WHAT YOU SHOULD DO:
Excluding any images, copy all of the lines below precisely as written.
━━ MATERIALS PROVIDED
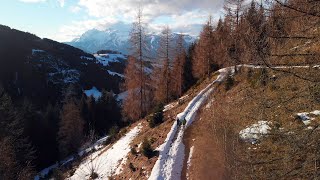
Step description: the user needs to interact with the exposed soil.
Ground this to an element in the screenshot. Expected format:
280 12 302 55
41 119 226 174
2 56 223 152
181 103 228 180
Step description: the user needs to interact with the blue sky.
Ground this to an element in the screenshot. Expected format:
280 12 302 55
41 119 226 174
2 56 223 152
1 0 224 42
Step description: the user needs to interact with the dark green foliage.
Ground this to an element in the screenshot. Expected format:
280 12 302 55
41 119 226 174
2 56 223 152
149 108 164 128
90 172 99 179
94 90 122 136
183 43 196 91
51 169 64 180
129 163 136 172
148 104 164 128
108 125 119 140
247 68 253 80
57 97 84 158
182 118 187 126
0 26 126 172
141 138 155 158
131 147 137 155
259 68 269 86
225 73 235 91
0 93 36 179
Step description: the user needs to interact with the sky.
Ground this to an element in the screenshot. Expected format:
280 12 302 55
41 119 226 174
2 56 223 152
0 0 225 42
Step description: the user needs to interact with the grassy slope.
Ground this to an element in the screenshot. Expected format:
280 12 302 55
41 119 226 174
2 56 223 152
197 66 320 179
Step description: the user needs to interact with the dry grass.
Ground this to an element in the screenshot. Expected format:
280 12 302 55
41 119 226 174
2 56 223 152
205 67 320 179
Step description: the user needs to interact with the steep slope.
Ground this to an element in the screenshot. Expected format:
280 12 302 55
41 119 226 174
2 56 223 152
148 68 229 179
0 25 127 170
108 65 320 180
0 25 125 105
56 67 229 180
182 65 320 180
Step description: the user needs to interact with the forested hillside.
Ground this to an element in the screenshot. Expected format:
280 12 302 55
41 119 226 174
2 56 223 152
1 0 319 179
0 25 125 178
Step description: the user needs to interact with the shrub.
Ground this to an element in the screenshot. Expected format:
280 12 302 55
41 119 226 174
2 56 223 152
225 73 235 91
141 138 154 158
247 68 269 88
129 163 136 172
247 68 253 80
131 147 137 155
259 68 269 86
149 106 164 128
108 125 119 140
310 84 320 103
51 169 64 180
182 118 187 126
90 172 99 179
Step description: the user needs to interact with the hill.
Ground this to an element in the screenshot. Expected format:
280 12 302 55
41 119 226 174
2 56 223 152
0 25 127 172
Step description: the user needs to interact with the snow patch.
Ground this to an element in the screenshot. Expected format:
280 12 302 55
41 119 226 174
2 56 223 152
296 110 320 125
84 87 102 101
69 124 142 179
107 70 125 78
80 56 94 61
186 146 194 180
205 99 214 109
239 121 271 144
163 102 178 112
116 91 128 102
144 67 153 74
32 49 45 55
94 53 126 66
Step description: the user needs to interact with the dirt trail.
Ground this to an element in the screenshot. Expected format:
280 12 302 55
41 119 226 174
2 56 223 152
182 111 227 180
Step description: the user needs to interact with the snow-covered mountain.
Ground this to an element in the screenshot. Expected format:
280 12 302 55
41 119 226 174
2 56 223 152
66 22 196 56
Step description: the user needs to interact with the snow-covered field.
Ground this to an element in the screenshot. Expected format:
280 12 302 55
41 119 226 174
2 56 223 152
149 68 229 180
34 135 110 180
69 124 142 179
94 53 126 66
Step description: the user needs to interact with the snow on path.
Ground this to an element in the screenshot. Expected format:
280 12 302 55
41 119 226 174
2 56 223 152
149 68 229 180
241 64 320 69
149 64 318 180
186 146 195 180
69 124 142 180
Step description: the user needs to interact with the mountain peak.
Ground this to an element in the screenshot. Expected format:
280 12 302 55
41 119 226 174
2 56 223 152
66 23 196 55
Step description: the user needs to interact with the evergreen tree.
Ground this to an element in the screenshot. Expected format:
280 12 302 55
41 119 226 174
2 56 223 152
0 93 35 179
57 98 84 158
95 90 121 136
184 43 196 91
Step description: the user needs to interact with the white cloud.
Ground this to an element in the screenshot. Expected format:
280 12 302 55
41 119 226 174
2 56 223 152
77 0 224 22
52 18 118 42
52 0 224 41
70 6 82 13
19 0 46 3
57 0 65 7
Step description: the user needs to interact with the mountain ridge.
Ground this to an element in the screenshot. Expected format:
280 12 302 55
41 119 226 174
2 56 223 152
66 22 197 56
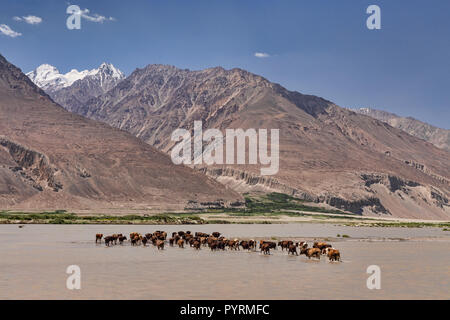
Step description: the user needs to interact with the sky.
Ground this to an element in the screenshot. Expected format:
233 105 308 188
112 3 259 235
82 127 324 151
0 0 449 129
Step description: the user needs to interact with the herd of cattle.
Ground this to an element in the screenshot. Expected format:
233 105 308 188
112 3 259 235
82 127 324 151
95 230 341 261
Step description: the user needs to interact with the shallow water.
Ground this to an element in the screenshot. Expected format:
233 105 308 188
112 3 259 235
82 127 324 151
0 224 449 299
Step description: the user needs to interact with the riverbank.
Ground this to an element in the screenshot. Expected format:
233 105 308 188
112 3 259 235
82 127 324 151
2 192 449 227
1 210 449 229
━━━━
RESULT OF THIS EXERCISE:
Step description: the user needs to interact with the exposed soil.
Ground this to an element in the screenshot. Expected format:
280 12 302 55
41 119 226 174
2 56 223 152
181 103 228 180
Step description: the user needs to interact with the blue sky.
Ground this to an element in the screenshot. Expected format:
280 12 302 55
41 119 226 174
2 56 223 152
1 0 224 42
Step description: the user needs to interact with the dark green foliage.
Ground this to an element in the screenshot. Expected format:
280 12 302 55
41 119 226 174
2 56 223 152
149 108 164 128
90 172 99 179
94 90 122 136
183 43 196 91
51 169 64 180
129 163 136 172
148 104 164 128
108 125 119 140
247 68 253 80
57 97 84 158
182 118 187 126
0 26 126 172
141 138 155 158
131 147 137 155
259 68 269 86
225 73 235 91
0 93 36 179
Step description: the user needs to interact with the sky.
Ground this to an element in the screenshot. Expected format:
280 12 302 55
41 119 226 174
2 56 223 152
0 0 225 42
Step description: the user needs to interact with the grassy slope.
Ground this to an element in the screenshot. Expected format:
280 12 302 55
41 119 226 174
2 56 223 152
197 66 320 179
Step description: the user needs to interact with the dry grass.
Ground this to an element in the screenshot. Expected format:
280 12 302 55
41 119 226 174
2 56 223 152
205 67 320 179
Step description: the user needs to interact with the steep slope.
Ground this to an element in the screenshot. Expected format:
280 12 302 55
41 119 226 174
2 56 223 152
148 68 229 179
0 25 127 170
108 65 320 180
0 25 125 105
56 67 229 180
182 65 320 180
Step description: the user needs to interact with the forested hillside.
Ground this to an element in the screenshot. Expected format:
280 12 302 55
41 119 226 174
2 56 223 152
1 0 319 179
0 25 125 178
Step description: the user needs to interact with the shrub.
Ground this to an element in the screenshot. Expected format:
280 12 302 55
41 119 226 174
2 56 223 152
225 73 235 91
141 138 154 158
247 68 269 88
129 163 136 172
247 68 253 80
131 147 137 155
259 68 269 86
149 106 164 128
108 125 119 140
310 84 320 103
51 169 64 180
182 118 187 126
90 172 99 179
Step description: the user needs to interact with the hill.
Ground this to an element in the screenshot. Expected format:
280 12 302 55
41 119 226 174
2 56 223 152
0 25 127 172
Step description: the user needs to interact with the snow patch.
Ground this to an element in the screenshot. Expected format:
280 12 302 55
41 119 226 174
2 56 223 152
296 110 320 125
84 87 102 101
69 124 142 179
107 70 125 78
80 56 94 61
186 146 194 180
205 99 214 109
239 121 271 144
163 102 178 112
116 91 128 102
144 67 153 74
32 49 45 55
94 53 126 66
Step description: the user needs to interact with the dirt trail.
Ground this to an element in the screenshot. Expected format:
280 12 302 55
41 119 226 174
2 56 223 152
182 111 227 180
Step description: the user needs to interact with the snow-covered mountain.
Ground this to an element in the screenshot. Expected format:
280 12 302 55
41 119 226 174
2 56 223 152
66 22 196 56
Step description: the user needs to interact with the snow-covered field.
Ground this to an element in the screenshot. Expected format:
280 12 302 55
41 119 226 174
2 56 223 152
149 68 229 180
34 135 110 180
69 124 142 179
94 53 126 66
Step description: the user needs to interact with the snow on path.
Ground this to an element in the screenshot. Expected format:
280 12 302 55
41 119 226 174
2 56 223 152
149 68 229 180
241 64 320 69
149 64 318 180
186 146 195 180
69 124 142 180
Step description: the user needs to interact with the mountain peak.
Ground this to an element in the screenshot. Expected format:
280 12 302 55
41 119 226 174
2 56 223 152
66 23 196 55
Step description: the user needs to interact with the evergreen tree.
Ground this to an element in the screenshot. Expected format:
280 12 302 55
41 119 226 174
2 56 223 152
0 93 35 179
57 98 84 158
95 90 121 136
184 43 196 91
Step description: the user needs to interact with the white cloud.
Ground this to an element in the screenshot. Expected format:
280 12 302 55
41 119 226 174
2 56 223 152
77 0 224 22
52 18 118 42
52 0 224 41
70 6 82 13
19 0 46 3
57 0 65 7
Step description: the user needs to interact with the mountain ridge.
Ground this to an element in the screenshot. Expected format:
280 12 302 55
41 119 226 174
2 56 223 152
66 22 197 56
Step description: the user needs to interact with the sky.
Ground this to an element in the screenshot. Expected format:
233 105 308 188
112 3 259 235
82 127 324 151
0 0 449 129
Step description: the user needs to interact with the herd of cattle.
Ground this to an element in the screenshot. Expected format:
233 105 308 188
112 3 259 235
82 127 324 151
95 230 341 261
Step description: the user needs to interact with the shallow water.
Ground this to an element in the screenshot. Expected format:
233 105 308 188
112 3 259 235
82 127 324 151
0 224 449 299
Step description: the user needs to interact with the riverbank.
Ground this to an element in the screenshot. Expected format:
233 105 308 188
112 3 259 235
82 127 324 151
2 192 449 227
1 210 449 229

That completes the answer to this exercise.